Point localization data
--*--

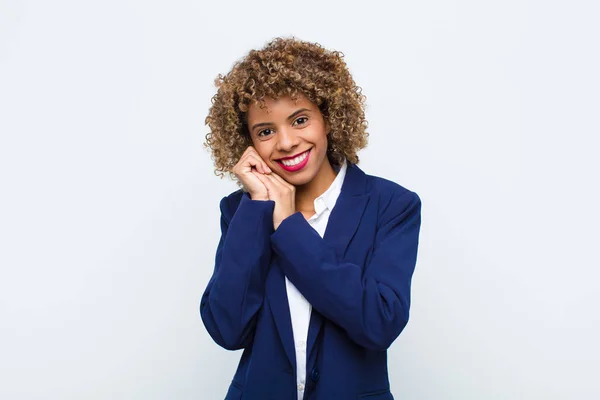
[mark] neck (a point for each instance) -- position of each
(307, 193)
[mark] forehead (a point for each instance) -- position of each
(283, 105)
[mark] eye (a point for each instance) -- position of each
(260, 135)
(301, 119)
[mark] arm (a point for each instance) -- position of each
(235, 291)
(372, 303)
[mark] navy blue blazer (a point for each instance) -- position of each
(357, 278)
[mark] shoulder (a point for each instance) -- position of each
(230, 203)
(390, 197)
(386, 190)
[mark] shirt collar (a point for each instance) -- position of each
(328, 199)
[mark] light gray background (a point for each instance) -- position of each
(109, 206)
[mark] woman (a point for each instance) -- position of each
(313, 269)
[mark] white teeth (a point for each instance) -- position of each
(294, 161)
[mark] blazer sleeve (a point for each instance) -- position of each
(370, 302)
(235, 292)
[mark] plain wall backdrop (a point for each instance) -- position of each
(109, 216)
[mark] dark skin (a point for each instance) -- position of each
(286, 128)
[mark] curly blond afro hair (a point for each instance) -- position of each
(282, 68)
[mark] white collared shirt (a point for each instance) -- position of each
(300, 308)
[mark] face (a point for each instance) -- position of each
(291, 137)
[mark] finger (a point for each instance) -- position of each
(265, 180)
(264, 168)
(258, 163)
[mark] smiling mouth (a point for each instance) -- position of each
(292, 162)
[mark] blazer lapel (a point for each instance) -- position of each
(341, 226)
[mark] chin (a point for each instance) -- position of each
(299, 180)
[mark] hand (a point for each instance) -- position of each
(246, 169)
(282, 192)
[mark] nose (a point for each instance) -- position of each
(287, 140)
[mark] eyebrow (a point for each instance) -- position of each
(292, 115)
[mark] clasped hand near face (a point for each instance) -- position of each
(263, 184)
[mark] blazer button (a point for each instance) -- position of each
(314, 375)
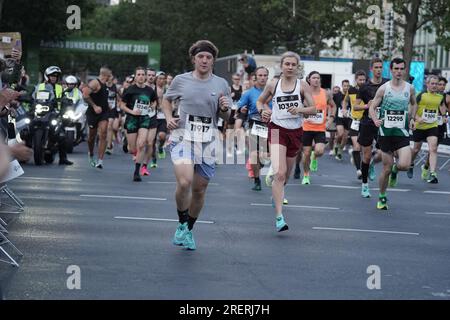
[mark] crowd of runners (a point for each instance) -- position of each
(276, 121)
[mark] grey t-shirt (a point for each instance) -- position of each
(199, 98)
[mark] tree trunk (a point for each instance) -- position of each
(1, 11)
(410, 32)
(317, 40)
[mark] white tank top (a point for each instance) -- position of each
(282, 101)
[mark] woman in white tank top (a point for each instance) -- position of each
(285, 126)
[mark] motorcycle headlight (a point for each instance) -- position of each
(40, 108)
(69, 115)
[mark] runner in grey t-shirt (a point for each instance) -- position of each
(203, 98)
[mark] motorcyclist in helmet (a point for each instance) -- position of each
(52, 75)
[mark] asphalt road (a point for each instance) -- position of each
(84, 217)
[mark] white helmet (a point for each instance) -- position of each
(52, 70)
(71, 80)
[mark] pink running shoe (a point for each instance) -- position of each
(144, 171)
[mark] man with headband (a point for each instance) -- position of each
(204, 98)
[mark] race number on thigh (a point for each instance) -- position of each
(394, 119)
(316, 118)
(355, 124)
(198, 129)
(260, 130)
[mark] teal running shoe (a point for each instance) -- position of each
(382, 203)
(180, 234)
(372, 174)
(365, 193)
(189, 242)
(313, 166)
(281, 224)
(162, 154)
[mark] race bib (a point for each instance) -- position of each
(429, 116)
(260, 130)
(198, 129)
(286, 102)
(144, 107)
(355, 124)
(112, 103)
(316, 118)
(394, 119)
(160, 115)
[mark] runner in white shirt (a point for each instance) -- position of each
(285, 126)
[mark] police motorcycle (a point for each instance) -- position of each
(45, 128)
(73, 122)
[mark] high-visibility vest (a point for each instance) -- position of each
(58, 92)
(76, 95)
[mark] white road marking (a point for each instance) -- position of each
(121, 197)
(174, 182)
(437, 192)
(52, 179)
(369, 231)
(156, 219)
(438, 213)
(339, 187)
(294, 206)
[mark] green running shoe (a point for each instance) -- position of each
(189, 242)
(313, 165)
(382, 203)
(365, 193)
(393, 177)
(306, 180)
(281, 224)
(180, 234)
(425, 173)
(433, 178)
(372, 174)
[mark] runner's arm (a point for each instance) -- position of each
(92, 87)
(331, 106)
(309, 107)
(373, 105)
(412, 104)
(358, 106)
(261, 104)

--*--

◆ **INSTRUCTIONS FOR THE TASK**:
Reproduce all of the entries above word for word, but leave out their pictures.

◆ **TASK SOLUTION**:
[mark] neck (a point for each instance) -- position of each
(307, 193)
[mark] forehead (a point for each instance) -- position of each
(283, 105)
[mark] eye (a point for each instance) -- position of each
(260, 135)
(301, 119)
[mark] arm (a point for each instance) -- position of each
(235, 291)
(372, 303)
[mark] navy blue blazer (a point for each instance) -- position of each
(357, 278)
[mark] shoulder (a point for each instance) -- position of each
(230, 203)
(390, 197)
(386, 190)
[mark] shirt collar (a point for each instance) -- position of each
(328, 199)
[mark] light gray background (a point for each instance) -- position of each
(109, 206)
[mark] woman (a point for each instance) -- position of each
(313, 269)
[mark] white teeth (a point for each instance) -- position of each
(294, 161)
[mark] blazer sleeve (a point for each instance) -- position of each
(370, 302)
(235, 292)
[mark] plain wall backdrop (a point for each instance) -- position of each
(109, 216)
[mark] dark skin (a point for each instance) -- position of each
(286, 128)
[mark] curly blond afro hair (a point for each instance) -- position of each
(282, 68)
[mark] white collared shirt (a point for each instance) -- position of each
(300, 308)
[mark] face (a point for each instance) -- position of each
(291, 137)
[mark] finger (a point for each instance) -- position of each
(265, 180)
(264, 168)
(258, 163)
[mark] smiling mouth (a point for each instance) -- position of each
(292, 162)
[mark] blazer lapel (a point for each instance) -- position of each
(341, 226)
[mark] chin (a point for each instance) -- position of each
(299, 180)
[mark] hand (a point for each instance) -- position of each
(246, 169)
(282, 192)
[mark] nose (a point for each instance) -- position of each
(287, 140)
[mark] eyebrow (a point for each instance) -- position of each
(292, 115)
[mark] clasped hand near face (a point for each instance) -- position of each
(263, 184)
[mark] blazer button (a point for each instance) -- position of each
(314, 375)
[mark] crowd of runners (a point for each instance) -- position of each
(276, 121)
[mark] grey t-shirt (a point for each instance) -- position of each
(199, 98)
[mark] tree trunk (a point for each instance) -- position of each
(1, 11)
(410, 32)
(317, 40)
[mark] white tank top (a point for each instance) -- position of each
(282, 101)
[mark] woman in white tank top (a point for each instance) -- position of each
(285, 126)
[mark] motorcycle headlight (a point for each instance) -- position of each
(40, 108)
(69, 115)
[mark] runner in grey t-shirt (a point for each instance) -- position of each
(203, 98)
[mark] motorcyclist in helmet (a point for each instance) -- position of each
(52, 75)
[mark] asphalt road (a point for each instance) -- position of each
(84, 217)
[mark] white helmet (a point for each instance) -- position of each
(52, 70)
(71, 80)
[mark] pink running shoe (a point for each instance) -- position of each
(144, 171)
[mark] man with headband (a point for each instance) -- position of each
(204, 98)
[mark] race number on thigh (a point for each instance) -- position of each
(394, 119)
(316, 118)
(355, 124)
(198, 129)
(260, 130)
[mark] teal running shoe (a point for each instance) -- position of each
(382, 203)
(180, 234)
(372, 174)
(365, 193)
(189, 242)
(313, 166)
(281, 224)
(162, 154)
[mark] race bib (a point for each instance) -- position of each
(429, 116)
(260, 130)
(198, 129)
(286, 102)
(144, 107)
(355, 124)
(112, 103)
(316, 118)
(394, 119)
(160, 115)
[mark] runner in white shirt (a point for each instance) -- position of each
(285, 126)
[mark] police motorcycle (a point for each instance) -- position of each
(45, 128)
(73, 122)
[mark] high-visibility vest (a point for each instance) -- position of each
(58, 92)
(76, 95)
[mark] white road marking (a point for each instance) -- position of each
(121, 197)
(174, 182)
(437, 192)
(52, 179)
(369, 231)
(156, 219)
(438, 213)
(339, 187)
(294, 206)
[mark] green running shoe (a point for each instance) -- position of each
(189, 242)
(313, 165)
(382, 203)
(365, 193)
(393, 177)
(306, 180)
(281, 224)
(180, 234)
(425, 173)
(433, 178)
(372, 174)
[mark] runner's arm (a point for each instance) -- position of each
(92, 87)
(331, 106)
(309, 107)
(373, 105)
(412, 104)
(358, 106)
(261, 104)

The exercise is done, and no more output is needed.